-- The task --
Extract, in full, each line of the records below that contains the word "backdrop".

>> Begin Data shown

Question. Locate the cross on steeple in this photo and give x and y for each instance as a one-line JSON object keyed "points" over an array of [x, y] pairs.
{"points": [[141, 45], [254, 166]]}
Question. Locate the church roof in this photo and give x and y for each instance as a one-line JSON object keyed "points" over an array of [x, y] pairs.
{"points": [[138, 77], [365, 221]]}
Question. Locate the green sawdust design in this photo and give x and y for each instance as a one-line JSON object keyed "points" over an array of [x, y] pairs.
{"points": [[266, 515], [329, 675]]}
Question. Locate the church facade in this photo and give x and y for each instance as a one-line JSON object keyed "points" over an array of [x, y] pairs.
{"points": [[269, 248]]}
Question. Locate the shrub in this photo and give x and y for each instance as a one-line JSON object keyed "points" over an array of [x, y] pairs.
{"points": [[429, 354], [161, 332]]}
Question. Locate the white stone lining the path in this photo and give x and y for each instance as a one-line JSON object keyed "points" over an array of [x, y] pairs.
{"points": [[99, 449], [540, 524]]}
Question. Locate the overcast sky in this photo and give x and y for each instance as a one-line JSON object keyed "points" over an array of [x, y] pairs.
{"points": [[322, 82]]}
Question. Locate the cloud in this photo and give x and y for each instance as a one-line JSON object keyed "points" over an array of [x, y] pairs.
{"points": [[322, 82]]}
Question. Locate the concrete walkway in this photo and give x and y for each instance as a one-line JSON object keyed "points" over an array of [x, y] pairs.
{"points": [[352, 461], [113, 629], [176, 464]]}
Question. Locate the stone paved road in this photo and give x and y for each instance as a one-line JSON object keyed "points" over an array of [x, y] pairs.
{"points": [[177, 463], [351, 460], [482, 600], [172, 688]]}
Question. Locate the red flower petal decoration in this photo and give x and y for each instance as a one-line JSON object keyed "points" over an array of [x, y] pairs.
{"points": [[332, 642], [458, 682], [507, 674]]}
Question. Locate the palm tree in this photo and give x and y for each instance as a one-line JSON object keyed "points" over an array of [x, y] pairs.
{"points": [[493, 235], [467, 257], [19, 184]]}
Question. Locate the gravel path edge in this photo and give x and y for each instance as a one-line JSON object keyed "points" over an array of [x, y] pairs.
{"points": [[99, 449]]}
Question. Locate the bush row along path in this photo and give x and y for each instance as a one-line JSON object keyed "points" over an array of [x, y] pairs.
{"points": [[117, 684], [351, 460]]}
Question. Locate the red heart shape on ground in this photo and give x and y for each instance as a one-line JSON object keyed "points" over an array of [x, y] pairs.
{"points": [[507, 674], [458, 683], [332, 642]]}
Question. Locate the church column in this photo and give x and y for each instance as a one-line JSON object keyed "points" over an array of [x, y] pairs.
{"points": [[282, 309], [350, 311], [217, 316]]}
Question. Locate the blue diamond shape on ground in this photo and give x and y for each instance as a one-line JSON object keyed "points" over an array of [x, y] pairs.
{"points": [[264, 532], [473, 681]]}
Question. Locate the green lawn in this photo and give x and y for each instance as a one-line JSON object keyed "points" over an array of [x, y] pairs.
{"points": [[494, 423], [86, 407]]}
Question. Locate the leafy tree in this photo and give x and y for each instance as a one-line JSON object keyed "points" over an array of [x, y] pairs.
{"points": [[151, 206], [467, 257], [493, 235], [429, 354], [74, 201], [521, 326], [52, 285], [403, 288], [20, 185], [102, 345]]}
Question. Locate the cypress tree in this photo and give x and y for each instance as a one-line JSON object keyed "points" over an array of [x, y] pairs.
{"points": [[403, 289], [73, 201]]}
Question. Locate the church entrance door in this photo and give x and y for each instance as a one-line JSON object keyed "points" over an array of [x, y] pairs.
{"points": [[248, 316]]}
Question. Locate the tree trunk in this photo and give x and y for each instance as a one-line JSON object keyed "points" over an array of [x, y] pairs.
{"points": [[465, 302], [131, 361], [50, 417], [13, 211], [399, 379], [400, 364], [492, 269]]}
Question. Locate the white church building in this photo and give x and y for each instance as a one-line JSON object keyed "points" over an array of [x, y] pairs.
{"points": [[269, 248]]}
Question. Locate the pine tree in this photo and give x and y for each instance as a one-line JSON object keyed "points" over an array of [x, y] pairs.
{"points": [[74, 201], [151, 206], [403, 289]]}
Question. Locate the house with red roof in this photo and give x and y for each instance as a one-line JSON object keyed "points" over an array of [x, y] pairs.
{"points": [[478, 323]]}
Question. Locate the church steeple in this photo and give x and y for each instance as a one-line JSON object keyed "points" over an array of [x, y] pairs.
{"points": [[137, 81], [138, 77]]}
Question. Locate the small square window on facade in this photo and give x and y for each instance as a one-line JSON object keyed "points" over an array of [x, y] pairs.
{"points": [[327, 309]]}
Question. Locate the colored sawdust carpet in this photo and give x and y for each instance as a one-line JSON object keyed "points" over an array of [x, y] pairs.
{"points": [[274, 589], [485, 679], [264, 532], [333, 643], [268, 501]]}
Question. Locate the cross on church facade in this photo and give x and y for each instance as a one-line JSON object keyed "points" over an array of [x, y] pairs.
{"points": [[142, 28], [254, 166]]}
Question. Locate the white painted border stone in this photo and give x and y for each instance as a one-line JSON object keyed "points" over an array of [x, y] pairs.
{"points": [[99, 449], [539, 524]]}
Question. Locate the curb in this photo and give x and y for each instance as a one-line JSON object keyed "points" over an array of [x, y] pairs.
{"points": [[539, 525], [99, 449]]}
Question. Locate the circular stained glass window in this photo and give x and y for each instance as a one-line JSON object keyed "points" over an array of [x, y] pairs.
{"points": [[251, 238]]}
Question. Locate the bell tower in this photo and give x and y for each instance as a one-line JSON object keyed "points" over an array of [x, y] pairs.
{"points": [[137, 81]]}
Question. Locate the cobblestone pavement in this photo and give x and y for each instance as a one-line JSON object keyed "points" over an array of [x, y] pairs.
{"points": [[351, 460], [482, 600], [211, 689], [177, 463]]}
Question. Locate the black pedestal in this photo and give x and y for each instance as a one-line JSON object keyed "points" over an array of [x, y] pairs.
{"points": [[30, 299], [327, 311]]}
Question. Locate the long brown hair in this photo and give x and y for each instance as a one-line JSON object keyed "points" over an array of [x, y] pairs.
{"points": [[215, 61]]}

>> End Data shown
>> Begin Data shown

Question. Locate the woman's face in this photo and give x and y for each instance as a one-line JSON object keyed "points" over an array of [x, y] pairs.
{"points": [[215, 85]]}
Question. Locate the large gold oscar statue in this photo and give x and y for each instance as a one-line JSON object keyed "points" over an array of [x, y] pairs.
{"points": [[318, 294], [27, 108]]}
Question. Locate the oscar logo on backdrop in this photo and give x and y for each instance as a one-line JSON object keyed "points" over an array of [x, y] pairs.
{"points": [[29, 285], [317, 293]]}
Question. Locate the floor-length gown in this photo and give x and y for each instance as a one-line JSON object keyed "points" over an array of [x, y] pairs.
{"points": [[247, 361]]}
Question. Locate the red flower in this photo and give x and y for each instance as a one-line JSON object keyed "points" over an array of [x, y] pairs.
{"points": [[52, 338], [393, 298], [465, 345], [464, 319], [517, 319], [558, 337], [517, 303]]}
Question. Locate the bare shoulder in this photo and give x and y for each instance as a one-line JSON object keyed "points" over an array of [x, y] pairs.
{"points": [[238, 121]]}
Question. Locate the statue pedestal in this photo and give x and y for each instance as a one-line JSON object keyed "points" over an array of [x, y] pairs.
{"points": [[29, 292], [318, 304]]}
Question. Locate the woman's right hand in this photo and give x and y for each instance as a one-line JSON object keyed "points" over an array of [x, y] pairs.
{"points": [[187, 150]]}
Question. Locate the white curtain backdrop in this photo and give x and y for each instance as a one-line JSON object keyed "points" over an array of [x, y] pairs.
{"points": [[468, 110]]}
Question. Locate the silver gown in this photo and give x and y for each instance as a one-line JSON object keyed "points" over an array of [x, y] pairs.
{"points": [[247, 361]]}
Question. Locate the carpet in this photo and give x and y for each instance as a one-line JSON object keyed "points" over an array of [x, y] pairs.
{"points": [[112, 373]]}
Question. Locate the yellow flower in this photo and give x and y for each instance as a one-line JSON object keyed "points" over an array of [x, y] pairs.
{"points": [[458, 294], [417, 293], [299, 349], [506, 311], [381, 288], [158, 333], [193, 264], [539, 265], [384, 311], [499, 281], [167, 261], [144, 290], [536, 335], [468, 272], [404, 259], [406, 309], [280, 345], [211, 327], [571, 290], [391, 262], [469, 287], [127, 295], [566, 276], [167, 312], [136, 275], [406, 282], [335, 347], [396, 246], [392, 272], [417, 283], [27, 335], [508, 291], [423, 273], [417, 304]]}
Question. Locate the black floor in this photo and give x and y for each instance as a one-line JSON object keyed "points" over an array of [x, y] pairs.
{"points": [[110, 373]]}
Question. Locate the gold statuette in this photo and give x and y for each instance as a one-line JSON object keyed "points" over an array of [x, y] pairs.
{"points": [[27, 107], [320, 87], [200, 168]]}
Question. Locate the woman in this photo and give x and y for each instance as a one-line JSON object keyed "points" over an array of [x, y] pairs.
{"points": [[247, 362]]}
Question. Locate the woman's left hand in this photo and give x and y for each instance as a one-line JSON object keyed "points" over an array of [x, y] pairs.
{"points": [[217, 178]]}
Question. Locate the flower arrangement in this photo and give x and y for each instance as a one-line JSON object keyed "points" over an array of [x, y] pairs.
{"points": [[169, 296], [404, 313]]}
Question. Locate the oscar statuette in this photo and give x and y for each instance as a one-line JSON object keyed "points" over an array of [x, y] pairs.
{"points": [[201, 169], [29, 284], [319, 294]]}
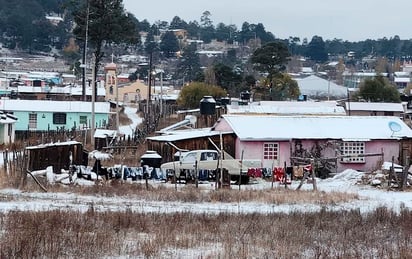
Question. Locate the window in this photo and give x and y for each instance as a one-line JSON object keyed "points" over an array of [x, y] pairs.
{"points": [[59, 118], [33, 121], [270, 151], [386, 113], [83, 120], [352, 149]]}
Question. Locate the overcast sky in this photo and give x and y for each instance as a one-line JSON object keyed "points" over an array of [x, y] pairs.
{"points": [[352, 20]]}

>> End Data shown

-- Correct response --
Question. Locate the oscar logo on backdrop in this photo and give x and y for each instance as a one-line JSON object keyed "points" over an array of [x, y] pairs.
Question. Locate the white curtain backdrop in this photo and give x and y for each instance as a one-line JSON object keyed "points" over an array of [x, y] pairs.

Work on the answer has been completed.